PROBLEM: Whenever "instance" appears in a line of the entries below, that line counts; give the total only.

INFORMATION GIVEN:
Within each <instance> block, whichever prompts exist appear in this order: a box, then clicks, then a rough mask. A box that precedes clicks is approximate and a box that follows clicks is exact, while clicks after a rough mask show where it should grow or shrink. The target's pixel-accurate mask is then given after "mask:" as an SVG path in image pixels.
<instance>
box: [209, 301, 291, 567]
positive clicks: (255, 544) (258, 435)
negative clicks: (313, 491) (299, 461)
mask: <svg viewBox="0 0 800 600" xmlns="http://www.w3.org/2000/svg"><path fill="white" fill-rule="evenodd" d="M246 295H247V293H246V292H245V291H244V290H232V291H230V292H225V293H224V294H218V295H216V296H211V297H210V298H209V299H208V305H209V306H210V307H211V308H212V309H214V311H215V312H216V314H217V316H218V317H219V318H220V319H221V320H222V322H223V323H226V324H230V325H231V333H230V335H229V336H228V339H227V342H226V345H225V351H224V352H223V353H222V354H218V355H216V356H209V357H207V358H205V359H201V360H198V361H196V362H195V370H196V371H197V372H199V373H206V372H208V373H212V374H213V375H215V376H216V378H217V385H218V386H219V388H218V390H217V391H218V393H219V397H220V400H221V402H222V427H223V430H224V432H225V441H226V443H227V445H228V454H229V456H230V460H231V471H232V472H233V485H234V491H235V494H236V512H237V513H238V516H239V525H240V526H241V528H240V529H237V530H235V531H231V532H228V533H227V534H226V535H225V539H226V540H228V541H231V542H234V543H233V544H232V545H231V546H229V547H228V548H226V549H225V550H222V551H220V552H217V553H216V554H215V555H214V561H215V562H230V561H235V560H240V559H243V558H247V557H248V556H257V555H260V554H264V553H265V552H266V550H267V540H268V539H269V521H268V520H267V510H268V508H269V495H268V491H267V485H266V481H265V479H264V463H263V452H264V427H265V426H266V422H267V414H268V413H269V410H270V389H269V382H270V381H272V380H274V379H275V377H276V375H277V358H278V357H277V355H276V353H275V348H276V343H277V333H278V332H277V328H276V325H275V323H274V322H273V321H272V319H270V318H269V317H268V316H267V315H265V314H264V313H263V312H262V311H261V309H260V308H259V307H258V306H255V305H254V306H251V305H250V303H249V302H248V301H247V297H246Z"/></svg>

ANSWER AREA: 2